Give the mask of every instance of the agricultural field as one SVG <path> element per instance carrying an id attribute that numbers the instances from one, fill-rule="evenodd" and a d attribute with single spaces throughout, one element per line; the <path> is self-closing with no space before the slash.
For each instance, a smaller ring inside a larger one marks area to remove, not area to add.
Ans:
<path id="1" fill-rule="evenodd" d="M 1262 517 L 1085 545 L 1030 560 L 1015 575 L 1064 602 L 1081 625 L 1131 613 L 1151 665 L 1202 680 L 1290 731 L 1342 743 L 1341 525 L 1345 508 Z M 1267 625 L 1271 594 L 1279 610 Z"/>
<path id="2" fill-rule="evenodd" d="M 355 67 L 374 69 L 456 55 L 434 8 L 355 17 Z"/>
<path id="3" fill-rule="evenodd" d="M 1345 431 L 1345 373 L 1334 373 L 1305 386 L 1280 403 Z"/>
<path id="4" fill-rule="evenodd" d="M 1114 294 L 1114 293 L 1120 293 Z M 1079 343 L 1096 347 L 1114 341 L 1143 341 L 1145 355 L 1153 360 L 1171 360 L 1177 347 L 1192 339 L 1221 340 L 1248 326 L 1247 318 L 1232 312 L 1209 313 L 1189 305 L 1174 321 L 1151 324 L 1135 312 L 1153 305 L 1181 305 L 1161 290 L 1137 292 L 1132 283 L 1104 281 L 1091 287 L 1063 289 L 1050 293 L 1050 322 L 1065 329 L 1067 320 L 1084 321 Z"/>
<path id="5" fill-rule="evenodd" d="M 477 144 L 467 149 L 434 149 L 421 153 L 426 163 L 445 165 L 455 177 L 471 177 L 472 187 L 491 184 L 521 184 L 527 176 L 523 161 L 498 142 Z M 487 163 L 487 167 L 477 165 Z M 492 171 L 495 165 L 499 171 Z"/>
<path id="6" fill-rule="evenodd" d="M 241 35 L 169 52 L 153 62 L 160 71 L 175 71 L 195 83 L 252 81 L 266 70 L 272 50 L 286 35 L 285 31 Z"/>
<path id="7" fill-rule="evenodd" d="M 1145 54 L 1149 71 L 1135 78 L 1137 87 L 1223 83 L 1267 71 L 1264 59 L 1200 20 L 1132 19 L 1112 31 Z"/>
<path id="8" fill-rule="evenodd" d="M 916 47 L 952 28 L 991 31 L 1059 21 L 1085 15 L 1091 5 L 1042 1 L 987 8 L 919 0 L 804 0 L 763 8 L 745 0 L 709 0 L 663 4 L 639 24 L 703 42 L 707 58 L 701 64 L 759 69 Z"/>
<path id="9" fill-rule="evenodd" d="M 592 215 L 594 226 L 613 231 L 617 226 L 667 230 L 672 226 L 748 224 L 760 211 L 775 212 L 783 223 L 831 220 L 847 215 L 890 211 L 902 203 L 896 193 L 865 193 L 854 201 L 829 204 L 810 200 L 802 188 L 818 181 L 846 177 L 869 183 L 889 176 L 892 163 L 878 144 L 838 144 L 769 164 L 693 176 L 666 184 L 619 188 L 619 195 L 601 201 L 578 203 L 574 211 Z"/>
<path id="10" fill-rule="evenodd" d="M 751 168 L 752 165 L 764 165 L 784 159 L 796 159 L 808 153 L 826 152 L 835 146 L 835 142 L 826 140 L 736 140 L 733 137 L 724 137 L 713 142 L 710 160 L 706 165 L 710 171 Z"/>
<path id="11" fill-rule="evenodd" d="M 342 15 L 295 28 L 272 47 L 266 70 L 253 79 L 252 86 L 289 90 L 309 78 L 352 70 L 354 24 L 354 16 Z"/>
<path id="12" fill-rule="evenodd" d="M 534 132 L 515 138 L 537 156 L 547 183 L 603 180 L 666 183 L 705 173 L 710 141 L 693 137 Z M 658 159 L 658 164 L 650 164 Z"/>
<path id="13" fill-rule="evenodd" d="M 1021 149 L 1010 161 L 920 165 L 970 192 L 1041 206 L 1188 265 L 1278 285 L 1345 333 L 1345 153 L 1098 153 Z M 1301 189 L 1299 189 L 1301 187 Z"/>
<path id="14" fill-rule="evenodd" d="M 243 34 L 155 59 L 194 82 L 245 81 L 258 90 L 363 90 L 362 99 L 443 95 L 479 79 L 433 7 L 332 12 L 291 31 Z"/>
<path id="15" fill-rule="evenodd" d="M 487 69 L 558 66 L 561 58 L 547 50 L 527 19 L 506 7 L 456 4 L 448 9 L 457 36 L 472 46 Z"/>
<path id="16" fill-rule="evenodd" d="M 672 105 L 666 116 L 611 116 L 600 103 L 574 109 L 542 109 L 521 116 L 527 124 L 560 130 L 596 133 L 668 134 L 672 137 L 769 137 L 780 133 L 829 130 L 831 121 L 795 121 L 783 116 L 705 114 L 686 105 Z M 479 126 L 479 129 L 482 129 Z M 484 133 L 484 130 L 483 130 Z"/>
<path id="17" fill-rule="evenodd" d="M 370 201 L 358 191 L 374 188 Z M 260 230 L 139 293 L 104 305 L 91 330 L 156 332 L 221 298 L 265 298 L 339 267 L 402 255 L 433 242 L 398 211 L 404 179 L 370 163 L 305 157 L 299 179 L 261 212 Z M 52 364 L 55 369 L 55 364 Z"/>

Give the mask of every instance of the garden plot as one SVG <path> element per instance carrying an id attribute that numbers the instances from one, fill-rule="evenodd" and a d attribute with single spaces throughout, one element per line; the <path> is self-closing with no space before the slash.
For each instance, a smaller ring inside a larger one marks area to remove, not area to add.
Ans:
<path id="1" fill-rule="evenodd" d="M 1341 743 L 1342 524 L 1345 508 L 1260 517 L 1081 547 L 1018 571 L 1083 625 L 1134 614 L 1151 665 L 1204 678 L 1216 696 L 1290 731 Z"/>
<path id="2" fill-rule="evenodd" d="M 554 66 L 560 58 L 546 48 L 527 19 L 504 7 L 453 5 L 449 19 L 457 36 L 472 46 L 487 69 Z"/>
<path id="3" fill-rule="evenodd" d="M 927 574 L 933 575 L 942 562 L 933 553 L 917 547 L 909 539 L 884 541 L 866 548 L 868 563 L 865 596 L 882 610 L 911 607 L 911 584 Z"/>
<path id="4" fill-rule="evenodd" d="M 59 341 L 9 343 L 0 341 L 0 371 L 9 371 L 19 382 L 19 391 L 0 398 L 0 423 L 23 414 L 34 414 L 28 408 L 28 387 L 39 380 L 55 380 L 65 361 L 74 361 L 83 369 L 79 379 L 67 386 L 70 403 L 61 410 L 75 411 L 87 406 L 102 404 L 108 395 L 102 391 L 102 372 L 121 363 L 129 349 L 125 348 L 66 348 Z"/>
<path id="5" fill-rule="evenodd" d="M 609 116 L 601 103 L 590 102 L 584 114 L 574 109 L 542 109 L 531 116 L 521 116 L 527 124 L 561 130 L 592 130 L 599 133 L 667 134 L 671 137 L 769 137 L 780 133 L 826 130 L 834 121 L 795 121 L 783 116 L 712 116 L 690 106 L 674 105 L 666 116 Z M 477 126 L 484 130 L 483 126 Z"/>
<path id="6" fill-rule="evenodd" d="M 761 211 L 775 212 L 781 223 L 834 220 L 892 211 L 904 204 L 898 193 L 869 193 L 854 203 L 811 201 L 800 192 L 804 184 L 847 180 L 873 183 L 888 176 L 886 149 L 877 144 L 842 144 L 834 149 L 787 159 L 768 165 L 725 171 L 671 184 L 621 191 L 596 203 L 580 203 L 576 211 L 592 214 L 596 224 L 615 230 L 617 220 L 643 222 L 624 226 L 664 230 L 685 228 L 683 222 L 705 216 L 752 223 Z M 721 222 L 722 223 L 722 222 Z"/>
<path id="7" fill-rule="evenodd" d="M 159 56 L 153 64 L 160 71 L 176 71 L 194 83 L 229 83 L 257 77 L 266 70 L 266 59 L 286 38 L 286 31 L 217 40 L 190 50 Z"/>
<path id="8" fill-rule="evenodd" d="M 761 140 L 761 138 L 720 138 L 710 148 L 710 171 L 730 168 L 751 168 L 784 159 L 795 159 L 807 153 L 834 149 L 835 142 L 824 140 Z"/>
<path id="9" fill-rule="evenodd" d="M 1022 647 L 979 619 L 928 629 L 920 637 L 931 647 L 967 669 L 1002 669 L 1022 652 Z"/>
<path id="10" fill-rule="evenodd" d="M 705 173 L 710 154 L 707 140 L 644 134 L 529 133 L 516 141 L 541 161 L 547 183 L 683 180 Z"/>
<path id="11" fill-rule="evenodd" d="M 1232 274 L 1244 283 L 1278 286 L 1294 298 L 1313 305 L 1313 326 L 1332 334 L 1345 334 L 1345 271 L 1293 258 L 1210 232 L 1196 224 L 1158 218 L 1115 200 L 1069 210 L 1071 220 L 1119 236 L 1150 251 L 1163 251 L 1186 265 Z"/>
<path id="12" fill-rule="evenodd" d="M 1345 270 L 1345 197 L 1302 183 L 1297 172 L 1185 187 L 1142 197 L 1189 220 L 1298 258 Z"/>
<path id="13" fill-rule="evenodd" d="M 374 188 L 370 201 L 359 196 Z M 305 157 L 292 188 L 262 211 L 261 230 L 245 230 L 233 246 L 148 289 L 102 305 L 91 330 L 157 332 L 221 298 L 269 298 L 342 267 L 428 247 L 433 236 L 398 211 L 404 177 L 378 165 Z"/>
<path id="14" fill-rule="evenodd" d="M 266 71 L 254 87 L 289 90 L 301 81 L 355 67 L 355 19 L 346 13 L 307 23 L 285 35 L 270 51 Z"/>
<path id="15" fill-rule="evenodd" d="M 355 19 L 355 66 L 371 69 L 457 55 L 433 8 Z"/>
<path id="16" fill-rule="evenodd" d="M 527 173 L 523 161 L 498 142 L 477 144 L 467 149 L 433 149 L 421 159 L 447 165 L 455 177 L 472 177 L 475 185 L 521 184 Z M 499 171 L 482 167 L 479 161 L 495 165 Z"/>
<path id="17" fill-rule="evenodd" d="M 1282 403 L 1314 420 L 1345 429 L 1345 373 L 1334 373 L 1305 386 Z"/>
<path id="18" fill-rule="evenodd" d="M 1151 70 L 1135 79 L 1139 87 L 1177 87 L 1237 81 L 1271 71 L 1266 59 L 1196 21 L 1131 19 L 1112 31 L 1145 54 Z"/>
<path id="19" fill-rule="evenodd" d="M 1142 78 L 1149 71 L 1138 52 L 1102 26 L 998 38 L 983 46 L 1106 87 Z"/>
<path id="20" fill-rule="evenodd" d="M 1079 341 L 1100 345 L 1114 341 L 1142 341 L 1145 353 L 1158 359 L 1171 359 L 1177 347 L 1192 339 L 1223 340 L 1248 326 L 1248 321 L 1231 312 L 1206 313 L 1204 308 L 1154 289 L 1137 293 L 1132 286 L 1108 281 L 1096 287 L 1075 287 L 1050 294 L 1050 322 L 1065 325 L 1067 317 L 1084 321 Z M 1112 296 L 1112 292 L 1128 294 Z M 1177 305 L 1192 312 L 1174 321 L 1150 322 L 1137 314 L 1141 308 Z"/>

## Work instructions:
Could you return verbatim the part of the records that opens with the line containing "Give the mask of every instance of the garden" and closes with the line containing "927 574 L 933", including both of those lines?

## Response to the task:
Give the mask of every instance of the garden plot as one SVG <path> element per instance carrying an id attribute that numbers the instances from one, fill-rule="evenodd" and a d attribute with single spaces throughout, one element per line; the <path> is self-closing with no space before the slash.
For each instance, a smaller ring inside a larger one marks area to remove, not area to add.
Ans:
<path id="1" fill-rule="evenodd" d="M 1341 743 L 1342 524 L 1345 508 L 1260 517 L 1081 547 L 1018 571 L 1083 625 L 1134 614 L 1151 665 L 1204 678 L 1216 696 L 1290 731 Z"/>
<path id="2" fill-rule="evenodd" d="M 554 66 L 560 58 L 546 48 L 527 19 L 504 7 L 453 5 L 449 19 L 457 36 L 472 46 L 487 69 Z"/>
<path id="3" fill-rule="evenodd" d="M 927 574 L 933 575 L 942 562 L 933 553 L 917 547 L 909 539 L 884 541 L 866 548 L 868 563 L 865 596 L 882 610 L 911 607 L 911 584 Z"/>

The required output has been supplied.